- _RECORDS FOR PROCESSING_:
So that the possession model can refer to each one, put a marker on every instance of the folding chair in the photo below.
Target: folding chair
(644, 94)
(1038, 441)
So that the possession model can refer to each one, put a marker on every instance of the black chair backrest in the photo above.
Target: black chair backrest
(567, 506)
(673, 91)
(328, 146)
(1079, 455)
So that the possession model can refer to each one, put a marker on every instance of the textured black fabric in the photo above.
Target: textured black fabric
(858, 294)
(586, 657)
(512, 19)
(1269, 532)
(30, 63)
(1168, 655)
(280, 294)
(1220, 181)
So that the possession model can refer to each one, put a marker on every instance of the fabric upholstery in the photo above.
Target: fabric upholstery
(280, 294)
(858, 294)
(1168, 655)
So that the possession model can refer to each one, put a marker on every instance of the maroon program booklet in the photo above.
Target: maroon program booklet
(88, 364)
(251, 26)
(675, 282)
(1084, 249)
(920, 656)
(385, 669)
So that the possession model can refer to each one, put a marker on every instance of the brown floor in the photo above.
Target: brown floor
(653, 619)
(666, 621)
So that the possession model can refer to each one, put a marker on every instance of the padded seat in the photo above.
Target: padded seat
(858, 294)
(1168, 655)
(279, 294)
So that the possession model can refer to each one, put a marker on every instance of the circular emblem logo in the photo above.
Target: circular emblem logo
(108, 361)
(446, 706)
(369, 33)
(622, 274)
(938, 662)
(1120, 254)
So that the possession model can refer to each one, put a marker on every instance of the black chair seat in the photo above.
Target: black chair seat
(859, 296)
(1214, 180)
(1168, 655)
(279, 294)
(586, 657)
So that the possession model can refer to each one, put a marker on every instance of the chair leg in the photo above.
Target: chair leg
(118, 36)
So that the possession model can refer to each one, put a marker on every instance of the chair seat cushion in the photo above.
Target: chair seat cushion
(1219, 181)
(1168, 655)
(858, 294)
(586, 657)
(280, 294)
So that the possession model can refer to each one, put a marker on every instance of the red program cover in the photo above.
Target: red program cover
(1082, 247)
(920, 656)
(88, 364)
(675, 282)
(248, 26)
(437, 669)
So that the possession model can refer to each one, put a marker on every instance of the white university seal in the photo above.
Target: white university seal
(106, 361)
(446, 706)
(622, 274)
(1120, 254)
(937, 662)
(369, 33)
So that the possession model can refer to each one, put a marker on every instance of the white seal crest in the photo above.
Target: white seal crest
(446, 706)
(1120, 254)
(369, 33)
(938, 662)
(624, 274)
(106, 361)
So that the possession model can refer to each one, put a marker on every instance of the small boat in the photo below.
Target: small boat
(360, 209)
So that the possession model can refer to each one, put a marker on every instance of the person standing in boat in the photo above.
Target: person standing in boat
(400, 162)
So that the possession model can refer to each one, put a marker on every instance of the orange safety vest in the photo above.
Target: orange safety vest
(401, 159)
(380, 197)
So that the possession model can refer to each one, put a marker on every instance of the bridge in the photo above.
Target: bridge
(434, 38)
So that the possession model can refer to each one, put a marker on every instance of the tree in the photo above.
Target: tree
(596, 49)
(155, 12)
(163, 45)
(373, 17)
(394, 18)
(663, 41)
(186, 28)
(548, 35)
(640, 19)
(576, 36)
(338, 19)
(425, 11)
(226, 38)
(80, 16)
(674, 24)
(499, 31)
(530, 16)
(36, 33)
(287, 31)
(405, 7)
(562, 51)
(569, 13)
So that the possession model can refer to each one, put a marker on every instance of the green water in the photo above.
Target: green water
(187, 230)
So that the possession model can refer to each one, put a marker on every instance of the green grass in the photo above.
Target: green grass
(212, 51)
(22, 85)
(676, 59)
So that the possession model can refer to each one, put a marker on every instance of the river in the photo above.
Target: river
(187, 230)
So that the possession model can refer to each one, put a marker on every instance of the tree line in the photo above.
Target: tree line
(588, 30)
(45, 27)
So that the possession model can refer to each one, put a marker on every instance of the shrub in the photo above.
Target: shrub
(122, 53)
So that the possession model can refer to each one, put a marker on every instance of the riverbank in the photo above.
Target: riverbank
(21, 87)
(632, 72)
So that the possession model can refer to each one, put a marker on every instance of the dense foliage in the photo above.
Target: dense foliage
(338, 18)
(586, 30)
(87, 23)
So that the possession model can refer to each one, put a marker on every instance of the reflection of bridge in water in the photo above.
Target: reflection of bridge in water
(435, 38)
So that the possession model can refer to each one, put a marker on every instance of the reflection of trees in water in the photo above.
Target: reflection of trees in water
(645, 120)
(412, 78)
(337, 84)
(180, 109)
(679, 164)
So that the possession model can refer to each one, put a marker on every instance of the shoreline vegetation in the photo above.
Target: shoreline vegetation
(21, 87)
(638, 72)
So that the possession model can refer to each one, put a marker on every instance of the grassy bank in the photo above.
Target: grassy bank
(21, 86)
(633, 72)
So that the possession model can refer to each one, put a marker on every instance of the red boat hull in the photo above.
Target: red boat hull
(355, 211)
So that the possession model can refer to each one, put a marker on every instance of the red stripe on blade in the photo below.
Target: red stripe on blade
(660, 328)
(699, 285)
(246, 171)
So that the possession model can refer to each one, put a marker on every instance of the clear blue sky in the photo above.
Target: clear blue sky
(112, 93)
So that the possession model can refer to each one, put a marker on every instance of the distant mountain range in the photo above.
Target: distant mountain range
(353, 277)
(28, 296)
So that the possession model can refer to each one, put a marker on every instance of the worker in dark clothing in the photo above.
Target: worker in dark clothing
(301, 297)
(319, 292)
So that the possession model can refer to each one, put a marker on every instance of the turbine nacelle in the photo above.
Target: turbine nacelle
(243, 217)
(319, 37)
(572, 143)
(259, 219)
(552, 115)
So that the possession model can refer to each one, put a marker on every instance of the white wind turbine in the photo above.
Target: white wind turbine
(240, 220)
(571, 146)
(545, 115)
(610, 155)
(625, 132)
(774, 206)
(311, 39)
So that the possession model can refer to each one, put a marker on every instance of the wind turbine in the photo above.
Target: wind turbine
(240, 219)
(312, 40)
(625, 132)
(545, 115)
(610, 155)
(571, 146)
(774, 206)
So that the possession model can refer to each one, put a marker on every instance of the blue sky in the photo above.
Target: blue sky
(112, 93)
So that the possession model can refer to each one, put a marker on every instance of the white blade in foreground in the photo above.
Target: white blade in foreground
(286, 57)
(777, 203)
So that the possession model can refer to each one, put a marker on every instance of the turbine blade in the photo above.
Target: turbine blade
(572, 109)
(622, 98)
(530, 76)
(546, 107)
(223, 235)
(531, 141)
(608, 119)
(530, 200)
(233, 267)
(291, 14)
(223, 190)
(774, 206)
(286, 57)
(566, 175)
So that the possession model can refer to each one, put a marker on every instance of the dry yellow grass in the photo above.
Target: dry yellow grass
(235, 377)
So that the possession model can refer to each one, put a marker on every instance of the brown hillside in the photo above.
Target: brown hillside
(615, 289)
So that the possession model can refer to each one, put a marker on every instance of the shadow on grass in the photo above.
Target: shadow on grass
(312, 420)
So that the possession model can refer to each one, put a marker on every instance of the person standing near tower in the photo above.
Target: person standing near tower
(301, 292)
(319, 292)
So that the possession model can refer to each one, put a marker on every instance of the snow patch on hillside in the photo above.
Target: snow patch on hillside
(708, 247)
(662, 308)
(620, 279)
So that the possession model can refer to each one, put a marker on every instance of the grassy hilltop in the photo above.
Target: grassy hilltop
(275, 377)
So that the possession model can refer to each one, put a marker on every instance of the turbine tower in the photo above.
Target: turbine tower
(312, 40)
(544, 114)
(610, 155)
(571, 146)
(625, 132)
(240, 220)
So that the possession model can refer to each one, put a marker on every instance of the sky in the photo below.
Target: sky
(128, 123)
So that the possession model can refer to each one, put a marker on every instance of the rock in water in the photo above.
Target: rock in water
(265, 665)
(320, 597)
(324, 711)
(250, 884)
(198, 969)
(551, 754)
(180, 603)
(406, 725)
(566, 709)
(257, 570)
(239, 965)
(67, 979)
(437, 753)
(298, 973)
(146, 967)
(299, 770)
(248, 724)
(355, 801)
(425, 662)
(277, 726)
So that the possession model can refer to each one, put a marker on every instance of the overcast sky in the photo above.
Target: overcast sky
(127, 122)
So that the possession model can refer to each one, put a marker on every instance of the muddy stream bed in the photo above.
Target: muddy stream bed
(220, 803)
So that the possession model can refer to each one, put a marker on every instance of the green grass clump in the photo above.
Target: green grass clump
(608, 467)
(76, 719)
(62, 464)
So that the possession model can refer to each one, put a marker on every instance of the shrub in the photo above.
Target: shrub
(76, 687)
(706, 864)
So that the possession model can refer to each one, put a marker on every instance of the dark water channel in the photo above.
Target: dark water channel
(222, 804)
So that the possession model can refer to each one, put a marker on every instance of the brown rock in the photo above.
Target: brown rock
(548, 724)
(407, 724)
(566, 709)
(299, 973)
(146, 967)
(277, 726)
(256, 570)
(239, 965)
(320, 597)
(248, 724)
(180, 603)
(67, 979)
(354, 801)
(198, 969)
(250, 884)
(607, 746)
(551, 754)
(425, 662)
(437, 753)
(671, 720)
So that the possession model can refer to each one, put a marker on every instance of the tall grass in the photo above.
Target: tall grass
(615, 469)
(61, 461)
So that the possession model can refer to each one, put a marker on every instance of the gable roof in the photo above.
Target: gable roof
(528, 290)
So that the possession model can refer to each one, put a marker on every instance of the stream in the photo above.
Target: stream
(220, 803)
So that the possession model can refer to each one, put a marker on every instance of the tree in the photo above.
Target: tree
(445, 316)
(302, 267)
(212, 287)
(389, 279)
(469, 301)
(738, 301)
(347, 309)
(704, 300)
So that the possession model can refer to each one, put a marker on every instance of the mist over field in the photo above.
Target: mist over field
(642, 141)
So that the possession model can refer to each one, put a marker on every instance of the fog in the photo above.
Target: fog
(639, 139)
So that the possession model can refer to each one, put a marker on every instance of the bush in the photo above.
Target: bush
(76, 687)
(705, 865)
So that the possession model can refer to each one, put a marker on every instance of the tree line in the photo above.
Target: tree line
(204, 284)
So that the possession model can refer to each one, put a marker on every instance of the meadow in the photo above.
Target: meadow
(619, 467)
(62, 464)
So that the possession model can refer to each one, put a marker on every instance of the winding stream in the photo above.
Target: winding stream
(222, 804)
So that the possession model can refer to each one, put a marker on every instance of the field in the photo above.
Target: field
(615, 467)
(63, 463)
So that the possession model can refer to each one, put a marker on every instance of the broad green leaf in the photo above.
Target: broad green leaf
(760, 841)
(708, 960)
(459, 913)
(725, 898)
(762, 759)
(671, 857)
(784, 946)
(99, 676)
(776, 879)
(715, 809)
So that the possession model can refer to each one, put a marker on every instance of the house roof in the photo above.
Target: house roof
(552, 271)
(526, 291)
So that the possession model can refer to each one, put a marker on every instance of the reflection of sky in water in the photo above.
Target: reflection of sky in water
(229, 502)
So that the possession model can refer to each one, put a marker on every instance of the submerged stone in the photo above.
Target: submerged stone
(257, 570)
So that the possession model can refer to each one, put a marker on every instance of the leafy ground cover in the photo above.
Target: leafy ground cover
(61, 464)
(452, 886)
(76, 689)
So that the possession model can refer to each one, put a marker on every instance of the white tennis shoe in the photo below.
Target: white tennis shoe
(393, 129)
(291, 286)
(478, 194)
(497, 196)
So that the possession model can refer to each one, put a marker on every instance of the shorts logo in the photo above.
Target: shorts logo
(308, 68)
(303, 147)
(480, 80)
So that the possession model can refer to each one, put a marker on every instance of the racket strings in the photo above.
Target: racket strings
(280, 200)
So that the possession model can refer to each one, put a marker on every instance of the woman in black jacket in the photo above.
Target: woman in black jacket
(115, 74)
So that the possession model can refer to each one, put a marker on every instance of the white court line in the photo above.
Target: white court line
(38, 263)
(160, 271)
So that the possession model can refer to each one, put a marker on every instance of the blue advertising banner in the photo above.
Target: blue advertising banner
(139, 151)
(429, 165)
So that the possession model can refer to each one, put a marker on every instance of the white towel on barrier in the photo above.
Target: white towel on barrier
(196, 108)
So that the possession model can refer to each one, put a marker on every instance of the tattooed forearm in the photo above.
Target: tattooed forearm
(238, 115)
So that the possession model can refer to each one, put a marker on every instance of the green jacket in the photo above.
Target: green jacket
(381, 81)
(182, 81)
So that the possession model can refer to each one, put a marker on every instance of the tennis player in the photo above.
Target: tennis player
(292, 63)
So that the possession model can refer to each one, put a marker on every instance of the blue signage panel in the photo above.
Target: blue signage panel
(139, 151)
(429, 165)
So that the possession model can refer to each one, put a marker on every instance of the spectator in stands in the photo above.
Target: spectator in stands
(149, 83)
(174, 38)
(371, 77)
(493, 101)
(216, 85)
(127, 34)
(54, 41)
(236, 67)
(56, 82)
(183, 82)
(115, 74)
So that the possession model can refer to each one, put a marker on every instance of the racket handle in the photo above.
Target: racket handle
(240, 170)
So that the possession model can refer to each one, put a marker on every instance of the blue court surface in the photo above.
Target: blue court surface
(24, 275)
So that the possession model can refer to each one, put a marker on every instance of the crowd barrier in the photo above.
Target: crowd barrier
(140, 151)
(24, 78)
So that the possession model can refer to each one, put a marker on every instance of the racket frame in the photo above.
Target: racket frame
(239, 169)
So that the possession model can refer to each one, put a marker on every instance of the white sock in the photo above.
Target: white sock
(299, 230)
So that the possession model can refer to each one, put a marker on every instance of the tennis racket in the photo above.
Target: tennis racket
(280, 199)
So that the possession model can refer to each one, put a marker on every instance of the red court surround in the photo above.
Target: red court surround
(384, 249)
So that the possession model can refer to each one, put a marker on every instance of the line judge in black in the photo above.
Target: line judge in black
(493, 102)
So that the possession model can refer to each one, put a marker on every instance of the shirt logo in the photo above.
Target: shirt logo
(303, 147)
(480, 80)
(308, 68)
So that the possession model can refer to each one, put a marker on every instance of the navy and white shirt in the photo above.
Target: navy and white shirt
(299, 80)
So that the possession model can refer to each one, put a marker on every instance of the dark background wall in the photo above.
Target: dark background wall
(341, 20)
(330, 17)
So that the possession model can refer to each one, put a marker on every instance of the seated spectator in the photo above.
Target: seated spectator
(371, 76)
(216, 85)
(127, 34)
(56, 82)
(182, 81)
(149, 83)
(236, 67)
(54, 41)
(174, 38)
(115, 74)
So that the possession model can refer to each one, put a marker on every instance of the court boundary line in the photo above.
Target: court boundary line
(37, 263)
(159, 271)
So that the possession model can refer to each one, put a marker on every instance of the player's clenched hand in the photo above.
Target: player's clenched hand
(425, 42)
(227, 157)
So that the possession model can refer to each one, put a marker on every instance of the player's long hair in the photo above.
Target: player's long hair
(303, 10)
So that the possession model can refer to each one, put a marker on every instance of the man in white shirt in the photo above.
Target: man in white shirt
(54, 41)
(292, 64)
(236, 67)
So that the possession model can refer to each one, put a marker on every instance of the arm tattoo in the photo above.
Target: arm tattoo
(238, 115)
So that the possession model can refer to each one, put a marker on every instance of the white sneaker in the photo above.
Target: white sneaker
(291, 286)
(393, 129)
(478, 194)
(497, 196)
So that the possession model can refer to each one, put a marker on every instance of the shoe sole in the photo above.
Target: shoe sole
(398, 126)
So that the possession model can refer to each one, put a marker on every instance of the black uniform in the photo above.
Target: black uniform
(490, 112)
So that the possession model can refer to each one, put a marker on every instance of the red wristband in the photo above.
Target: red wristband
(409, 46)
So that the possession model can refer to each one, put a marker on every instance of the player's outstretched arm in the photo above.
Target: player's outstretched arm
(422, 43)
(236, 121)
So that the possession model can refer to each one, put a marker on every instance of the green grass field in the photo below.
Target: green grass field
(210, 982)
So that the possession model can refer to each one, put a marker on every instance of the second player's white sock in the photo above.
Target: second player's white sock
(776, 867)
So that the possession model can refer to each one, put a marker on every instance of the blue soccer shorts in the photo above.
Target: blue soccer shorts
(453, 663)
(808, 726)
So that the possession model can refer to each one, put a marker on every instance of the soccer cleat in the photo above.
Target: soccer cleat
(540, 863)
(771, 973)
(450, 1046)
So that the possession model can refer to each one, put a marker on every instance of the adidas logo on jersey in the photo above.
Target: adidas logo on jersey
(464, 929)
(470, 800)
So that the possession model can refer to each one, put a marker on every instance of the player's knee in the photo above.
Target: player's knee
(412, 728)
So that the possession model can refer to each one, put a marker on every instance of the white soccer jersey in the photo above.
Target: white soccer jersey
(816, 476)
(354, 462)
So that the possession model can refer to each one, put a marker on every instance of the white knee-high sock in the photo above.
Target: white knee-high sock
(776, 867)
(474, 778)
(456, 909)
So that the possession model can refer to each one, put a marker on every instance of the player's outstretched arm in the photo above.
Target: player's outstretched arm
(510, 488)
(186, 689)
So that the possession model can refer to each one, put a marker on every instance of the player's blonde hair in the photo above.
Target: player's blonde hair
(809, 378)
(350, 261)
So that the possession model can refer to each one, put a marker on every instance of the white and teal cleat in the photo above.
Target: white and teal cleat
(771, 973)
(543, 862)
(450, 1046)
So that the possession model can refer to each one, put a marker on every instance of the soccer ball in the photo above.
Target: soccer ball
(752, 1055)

- _DO THIS_:
In the records above, find the line containing "shorts in the photo above."; please retype it and every line after it through the last line, exactly and with nothing else.

- _FULL ANSWER_:
So that the possession model can refer to each one, put a marker on every instance of the blue soccer shorts in the photo above.
Target: blue soccer shorts
(453, 663)
(808, 726)
So that the possession model can refer to each one, put a marker on every instance of the soccer cleat in the photo above.
Target: soccer cleat
(540, 863)
(771, 973)
(450, 1046)
So that the possession model can refer to each one, put a marker on every instance of the adidas logo on jersey in the photo above.
Target: adidas logo on jersey
(464, 929)
(470, 800)
So that the possession model can refer to each one, put a marker on every instance of the player's knee in the photo above.
Target: player's knee
(412, 728)
So that the possession model can refer to each one, put a marker on every instance of the white soccer jersey in the photo above.
Target: white soccer jersey
(816, 476)
(354, 462)
So that the possession model can refer to each one, put a marker on every instance of the white knee-high sock in the photo above.
Target: white knee-high sock
(776, 867)
(474, 778)
(456, 909)
So that the possession model can refer to each one, put a marker on every instance of the player's outstretched arm in the photo above.
Target: player's outstretched arm
(510, 488)
(186, 689)
So that the possession model can refer to each one, put a marker on every instance of the player's blonde hair in the photo above.
Target: player's blonde hair
(809, 378)
(350, 261)
So that the possession model can refer to each one, put a marker on every instance of the white and teal cleat in the photo above.
Target: white and teal cleat
(771, 973)
(543, 862)
(450, 1046)
So that the possession model can refer to each one, put a marker on every instance of the soccer ball in the photo above.
Target: soccer ball
(752, 1055)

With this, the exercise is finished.